Wherever a line in the records below contains "target", copy that line.

* [Records to process]:
########
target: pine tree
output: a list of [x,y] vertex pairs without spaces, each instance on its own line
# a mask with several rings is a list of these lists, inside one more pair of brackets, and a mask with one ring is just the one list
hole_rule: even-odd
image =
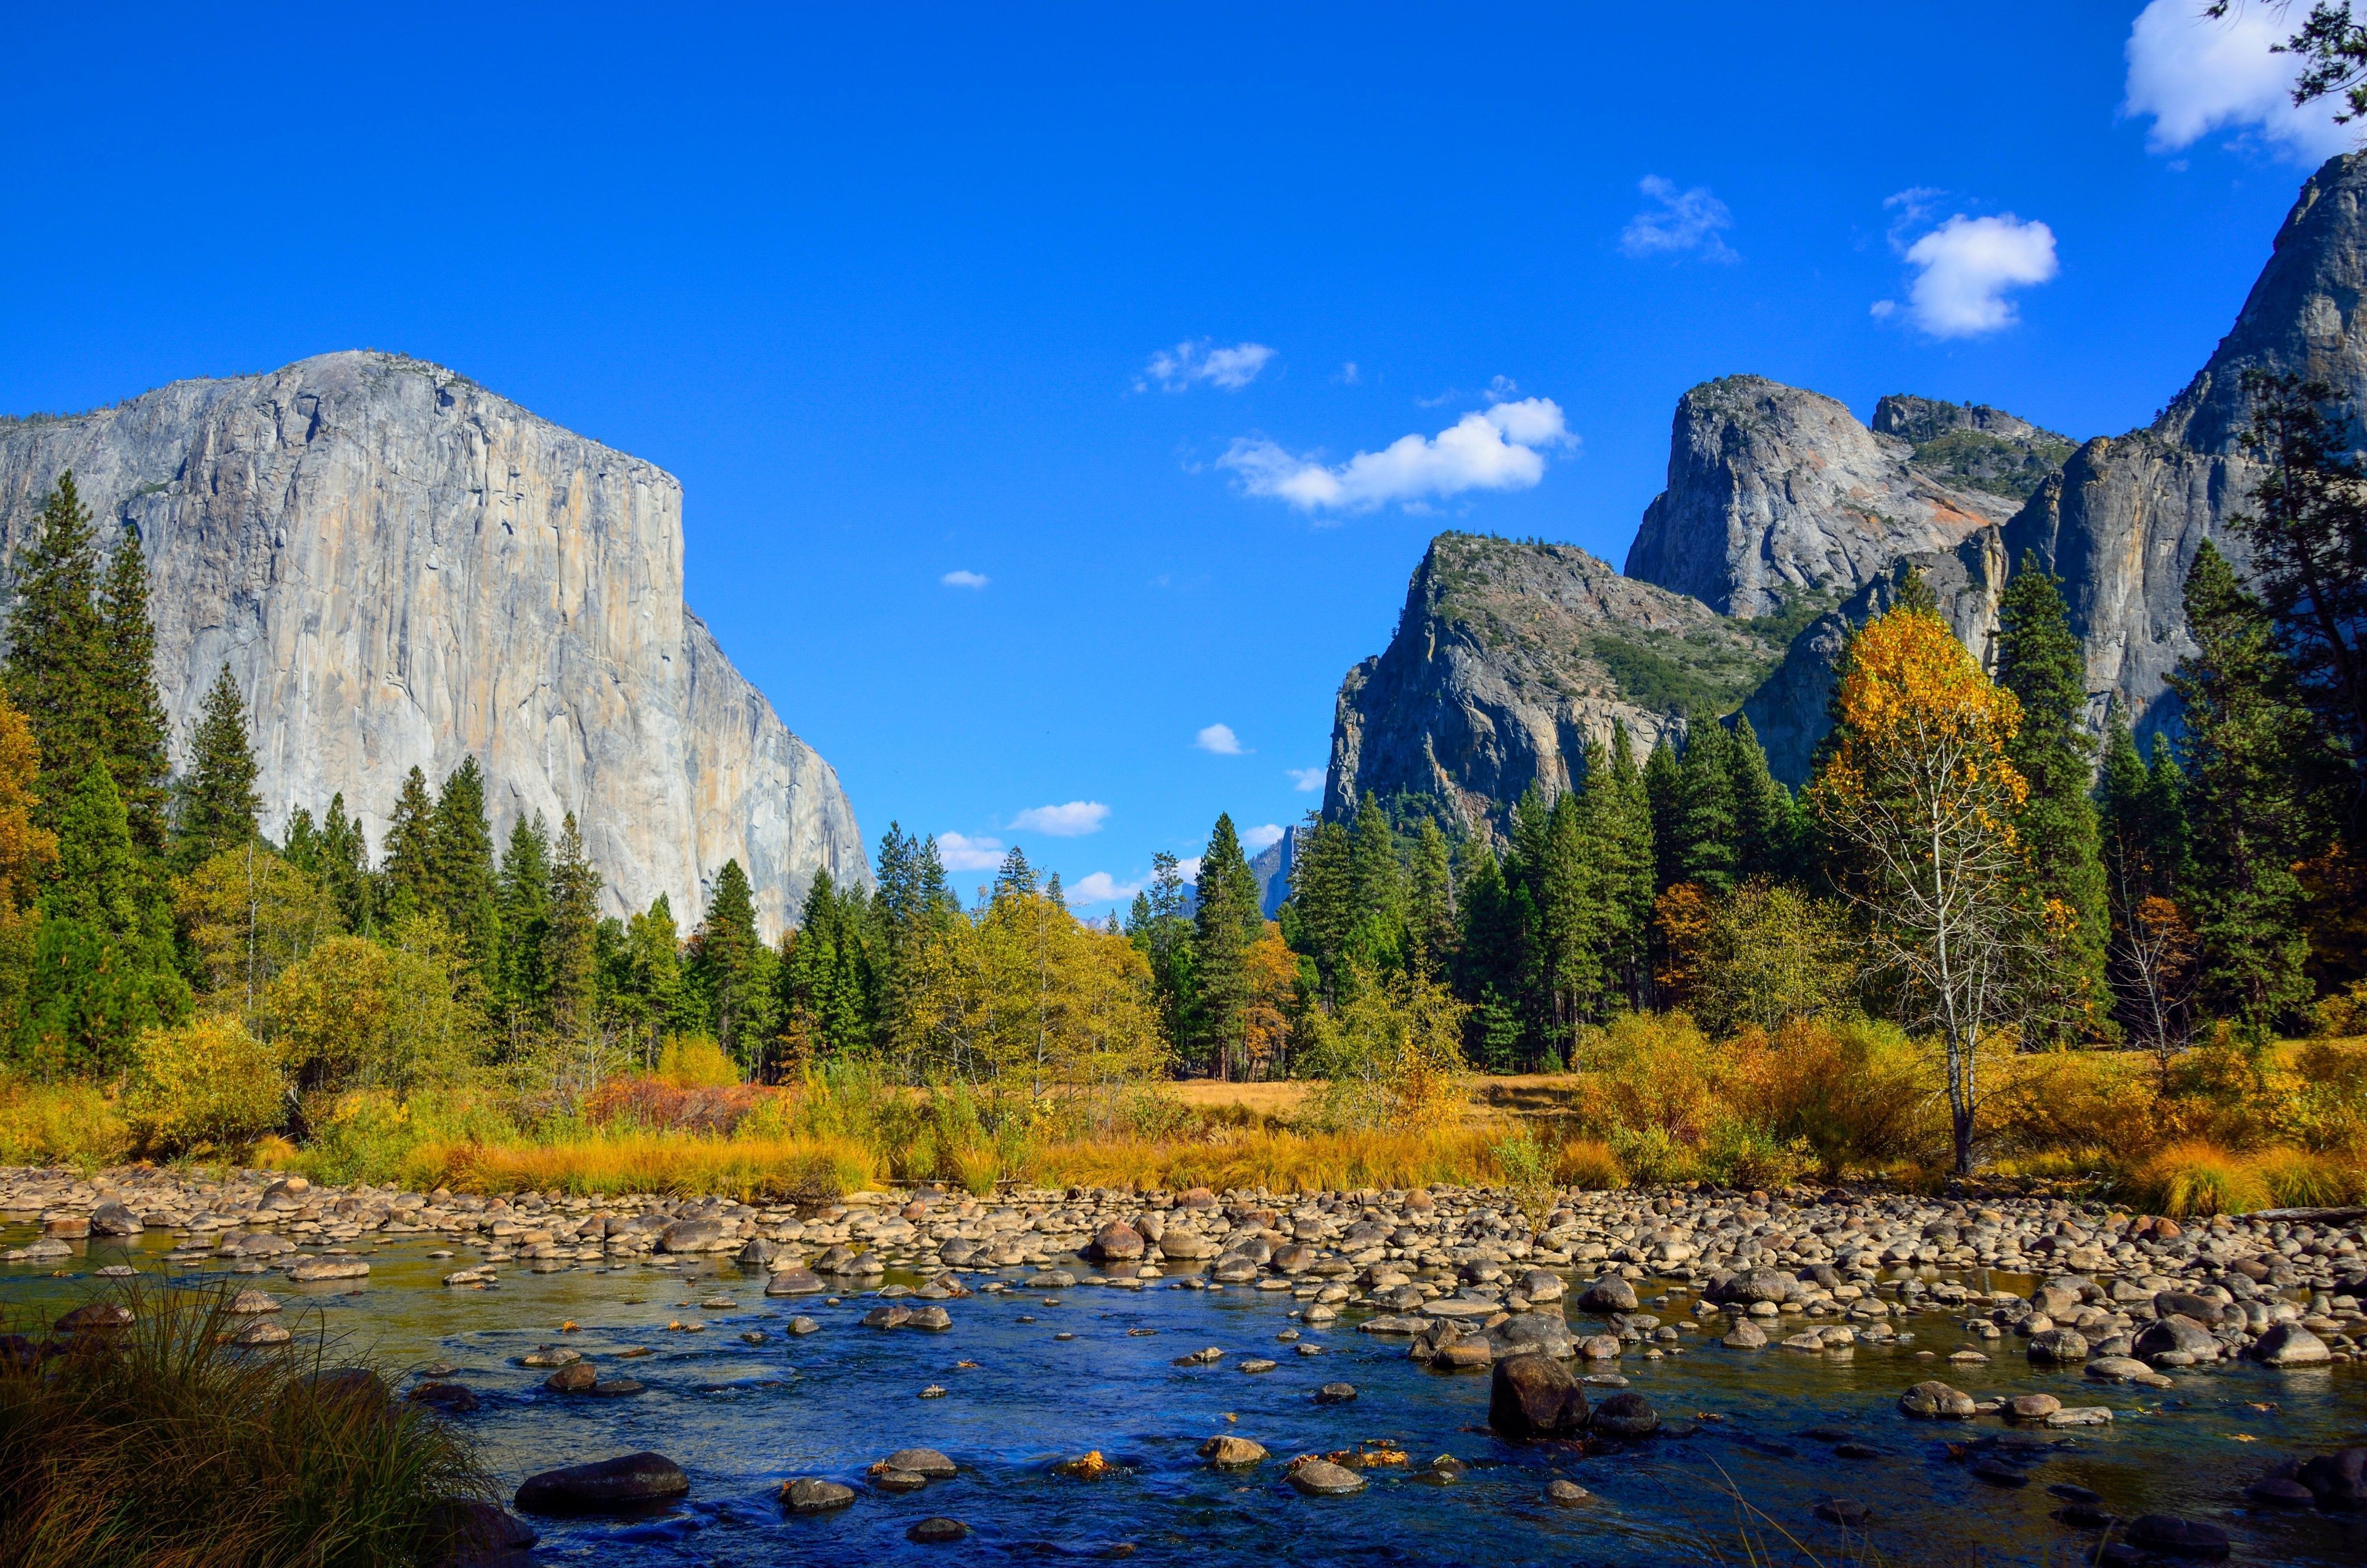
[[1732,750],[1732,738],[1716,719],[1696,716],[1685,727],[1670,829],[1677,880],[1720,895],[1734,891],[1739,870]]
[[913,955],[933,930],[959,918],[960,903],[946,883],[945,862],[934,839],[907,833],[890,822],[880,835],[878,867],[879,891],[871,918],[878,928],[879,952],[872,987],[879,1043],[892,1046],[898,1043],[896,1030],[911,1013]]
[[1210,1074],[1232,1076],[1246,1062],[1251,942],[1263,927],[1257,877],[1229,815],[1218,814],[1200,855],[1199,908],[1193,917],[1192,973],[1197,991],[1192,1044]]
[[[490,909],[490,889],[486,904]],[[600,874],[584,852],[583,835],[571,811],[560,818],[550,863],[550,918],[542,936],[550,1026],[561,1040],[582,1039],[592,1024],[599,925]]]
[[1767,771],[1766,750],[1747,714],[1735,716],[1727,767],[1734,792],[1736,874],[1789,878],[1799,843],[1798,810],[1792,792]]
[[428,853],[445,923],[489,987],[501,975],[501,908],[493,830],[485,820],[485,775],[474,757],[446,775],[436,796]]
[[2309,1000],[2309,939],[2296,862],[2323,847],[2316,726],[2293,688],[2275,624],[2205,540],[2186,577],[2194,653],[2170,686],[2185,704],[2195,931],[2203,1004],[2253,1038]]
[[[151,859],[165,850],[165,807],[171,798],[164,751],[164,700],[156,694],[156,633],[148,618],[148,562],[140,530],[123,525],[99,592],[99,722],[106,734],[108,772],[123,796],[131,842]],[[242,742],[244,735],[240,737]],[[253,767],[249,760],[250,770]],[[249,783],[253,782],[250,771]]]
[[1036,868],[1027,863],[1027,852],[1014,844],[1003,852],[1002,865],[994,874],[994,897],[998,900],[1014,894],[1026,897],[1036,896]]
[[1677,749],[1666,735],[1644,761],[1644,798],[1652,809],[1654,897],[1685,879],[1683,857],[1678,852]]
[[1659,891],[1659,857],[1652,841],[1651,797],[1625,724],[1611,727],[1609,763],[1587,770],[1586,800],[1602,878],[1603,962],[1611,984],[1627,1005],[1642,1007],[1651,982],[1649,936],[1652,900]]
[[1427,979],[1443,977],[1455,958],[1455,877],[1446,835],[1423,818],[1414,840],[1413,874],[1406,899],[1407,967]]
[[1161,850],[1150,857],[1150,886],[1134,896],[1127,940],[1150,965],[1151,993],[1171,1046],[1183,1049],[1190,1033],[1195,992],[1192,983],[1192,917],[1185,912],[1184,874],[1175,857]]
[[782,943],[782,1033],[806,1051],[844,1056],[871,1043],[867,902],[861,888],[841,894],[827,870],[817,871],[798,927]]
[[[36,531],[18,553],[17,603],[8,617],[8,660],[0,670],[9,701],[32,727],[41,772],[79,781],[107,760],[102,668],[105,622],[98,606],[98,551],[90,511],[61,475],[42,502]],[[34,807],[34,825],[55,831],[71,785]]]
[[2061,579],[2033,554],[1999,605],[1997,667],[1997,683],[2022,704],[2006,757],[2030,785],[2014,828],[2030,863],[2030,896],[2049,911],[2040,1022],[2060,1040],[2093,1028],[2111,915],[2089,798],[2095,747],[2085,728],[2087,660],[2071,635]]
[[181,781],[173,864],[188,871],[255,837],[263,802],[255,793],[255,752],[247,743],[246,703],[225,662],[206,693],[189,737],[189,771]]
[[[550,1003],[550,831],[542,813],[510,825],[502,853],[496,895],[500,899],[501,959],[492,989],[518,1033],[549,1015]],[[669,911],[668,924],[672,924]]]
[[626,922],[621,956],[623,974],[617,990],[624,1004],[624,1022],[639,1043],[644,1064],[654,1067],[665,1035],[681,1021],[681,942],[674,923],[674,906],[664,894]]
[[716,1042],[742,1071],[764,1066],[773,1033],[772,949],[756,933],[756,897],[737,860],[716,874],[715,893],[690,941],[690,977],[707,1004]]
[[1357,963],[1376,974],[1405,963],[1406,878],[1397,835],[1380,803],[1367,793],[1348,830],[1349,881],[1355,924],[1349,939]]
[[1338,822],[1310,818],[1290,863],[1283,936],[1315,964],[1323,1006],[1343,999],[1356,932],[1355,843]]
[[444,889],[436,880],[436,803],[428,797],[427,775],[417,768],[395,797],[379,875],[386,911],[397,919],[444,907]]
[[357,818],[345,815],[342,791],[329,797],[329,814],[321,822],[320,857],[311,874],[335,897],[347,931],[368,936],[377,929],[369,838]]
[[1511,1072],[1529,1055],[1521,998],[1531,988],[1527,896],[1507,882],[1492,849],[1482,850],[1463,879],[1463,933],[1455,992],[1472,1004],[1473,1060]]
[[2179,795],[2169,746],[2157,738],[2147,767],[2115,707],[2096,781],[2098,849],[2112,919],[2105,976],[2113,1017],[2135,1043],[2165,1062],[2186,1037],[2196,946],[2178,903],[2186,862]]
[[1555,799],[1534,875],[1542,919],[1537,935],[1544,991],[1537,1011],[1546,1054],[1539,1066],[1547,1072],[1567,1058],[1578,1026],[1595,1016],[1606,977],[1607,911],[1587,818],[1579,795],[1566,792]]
########
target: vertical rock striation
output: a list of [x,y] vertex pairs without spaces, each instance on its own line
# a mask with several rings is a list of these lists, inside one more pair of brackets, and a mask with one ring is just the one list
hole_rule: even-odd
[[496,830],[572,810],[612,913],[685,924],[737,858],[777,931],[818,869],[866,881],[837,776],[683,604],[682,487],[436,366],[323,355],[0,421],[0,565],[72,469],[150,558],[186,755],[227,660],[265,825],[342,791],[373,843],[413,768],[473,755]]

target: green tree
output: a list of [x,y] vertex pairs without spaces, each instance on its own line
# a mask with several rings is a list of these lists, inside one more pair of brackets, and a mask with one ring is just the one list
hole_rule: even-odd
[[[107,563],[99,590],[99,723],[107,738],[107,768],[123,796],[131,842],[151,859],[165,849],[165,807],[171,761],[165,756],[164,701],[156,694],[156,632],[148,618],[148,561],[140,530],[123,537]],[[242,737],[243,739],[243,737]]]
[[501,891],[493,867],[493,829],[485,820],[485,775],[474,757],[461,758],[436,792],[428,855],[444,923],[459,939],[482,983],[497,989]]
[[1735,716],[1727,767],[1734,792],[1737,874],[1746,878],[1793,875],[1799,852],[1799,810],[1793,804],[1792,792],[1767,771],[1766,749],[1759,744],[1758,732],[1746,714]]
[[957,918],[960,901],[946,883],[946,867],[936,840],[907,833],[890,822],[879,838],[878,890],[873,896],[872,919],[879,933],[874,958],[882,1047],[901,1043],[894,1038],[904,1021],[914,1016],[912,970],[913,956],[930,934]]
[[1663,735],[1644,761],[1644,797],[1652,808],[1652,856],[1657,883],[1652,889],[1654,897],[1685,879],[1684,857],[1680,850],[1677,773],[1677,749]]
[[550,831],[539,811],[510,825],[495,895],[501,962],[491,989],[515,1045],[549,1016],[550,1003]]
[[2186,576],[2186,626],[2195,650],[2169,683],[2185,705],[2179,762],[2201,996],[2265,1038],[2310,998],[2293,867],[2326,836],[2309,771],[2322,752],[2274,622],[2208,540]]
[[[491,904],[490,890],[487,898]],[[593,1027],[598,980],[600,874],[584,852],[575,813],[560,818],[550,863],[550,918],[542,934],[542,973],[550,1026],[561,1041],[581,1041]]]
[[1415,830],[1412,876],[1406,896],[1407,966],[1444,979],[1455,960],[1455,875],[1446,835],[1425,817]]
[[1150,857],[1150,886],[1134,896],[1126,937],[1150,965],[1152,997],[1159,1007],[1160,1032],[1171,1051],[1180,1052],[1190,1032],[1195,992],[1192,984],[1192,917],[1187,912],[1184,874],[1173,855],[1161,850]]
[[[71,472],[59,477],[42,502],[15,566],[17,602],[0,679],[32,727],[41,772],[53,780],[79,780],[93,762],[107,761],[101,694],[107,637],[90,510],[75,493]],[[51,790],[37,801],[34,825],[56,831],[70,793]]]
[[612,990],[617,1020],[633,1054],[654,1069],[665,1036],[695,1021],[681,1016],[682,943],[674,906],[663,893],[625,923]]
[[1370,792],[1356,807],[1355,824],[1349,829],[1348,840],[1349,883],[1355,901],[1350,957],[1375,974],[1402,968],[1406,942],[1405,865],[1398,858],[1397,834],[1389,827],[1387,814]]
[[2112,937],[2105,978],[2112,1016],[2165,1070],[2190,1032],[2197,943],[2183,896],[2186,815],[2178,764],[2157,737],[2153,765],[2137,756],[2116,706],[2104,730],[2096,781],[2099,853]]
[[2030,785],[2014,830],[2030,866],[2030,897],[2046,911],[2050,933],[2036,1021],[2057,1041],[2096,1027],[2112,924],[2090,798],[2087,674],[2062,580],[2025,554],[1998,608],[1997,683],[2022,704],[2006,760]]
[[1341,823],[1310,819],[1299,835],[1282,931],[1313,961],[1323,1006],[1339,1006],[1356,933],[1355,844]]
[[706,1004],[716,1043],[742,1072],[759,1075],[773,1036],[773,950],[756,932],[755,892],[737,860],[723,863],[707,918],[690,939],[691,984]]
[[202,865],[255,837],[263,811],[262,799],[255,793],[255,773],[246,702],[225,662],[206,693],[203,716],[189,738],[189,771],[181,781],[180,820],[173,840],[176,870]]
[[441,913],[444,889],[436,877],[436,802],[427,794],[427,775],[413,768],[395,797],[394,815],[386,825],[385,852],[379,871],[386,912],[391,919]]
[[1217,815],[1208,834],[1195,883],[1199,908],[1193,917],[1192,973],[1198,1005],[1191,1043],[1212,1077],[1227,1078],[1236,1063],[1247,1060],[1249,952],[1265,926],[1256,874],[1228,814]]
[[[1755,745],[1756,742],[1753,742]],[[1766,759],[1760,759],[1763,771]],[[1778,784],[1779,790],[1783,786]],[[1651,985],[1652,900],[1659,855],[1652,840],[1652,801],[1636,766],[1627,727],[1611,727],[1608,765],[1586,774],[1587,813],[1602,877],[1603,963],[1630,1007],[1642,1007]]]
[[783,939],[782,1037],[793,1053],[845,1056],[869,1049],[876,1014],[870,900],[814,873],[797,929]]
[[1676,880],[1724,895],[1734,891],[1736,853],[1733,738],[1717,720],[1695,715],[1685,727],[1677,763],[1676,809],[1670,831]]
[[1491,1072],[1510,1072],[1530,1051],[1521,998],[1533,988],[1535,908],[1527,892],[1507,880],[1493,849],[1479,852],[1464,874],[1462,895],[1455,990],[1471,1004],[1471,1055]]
########
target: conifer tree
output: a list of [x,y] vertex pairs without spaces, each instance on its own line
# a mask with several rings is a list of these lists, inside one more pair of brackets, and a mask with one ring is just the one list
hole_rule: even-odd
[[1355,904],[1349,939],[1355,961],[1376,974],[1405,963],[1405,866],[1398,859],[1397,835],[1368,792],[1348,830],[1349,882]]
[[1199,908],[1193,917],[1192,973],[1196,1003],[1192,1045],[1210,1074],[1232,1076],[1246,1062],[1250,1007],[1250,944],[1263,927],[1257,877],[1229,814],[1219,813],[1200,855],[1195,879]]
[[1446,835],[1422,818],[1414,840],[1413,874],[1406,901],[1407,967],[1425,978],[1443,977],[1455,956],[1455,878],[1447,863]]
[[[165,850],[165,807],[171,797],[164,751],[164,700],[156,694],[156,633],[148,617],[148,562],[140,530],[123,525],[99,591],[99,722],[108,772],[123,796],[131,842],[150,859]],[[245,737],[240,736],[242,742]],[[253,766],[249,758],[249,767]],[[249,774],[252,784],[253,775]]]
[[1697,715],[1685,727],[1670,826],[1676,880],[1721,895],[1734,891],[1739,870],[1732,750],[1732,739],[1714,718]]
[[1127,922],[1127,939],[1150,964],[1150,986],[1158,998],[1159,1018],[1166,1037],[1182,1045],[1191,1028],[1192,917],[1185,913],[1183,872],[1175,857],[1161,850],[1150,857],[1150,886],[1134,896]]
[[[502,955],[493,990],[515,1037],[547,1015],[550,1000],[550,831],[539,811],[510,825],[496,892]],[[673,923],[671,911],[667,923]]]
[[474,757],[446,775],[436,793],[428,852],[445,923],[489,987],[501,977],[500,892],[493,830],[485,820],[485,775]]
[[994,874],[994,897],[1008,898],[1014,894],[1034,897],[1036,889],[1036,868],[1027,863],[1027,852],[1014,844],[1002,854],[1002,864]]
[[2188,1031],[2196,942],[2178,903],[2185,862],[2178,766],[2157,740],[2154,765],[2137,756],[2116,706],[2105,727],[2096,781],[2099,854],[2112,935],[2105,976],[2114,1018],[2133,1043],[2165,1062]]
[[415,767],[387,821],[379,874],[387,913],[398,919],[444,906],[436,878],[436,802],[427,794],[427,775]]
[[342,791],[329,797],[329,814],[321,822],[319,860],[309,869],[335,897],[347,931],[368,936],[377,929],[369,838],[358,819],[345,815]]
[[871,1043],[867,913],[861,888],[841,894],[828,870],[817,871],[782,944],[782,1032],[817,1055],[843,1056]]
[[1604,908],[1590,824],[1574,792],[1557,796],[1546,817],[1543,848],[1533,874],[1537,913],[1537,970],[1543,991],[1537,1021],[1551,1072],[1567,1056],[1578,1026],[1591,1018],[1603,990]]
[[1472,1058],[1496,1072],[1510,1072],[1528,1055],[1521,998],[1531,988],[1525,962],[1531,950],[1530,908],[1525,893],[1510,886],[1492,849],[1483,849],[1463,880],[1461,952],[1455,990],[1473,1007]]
########
* [Result]:
target: pine tree
target: vertical rock striation
target: green tree
target: conifer tree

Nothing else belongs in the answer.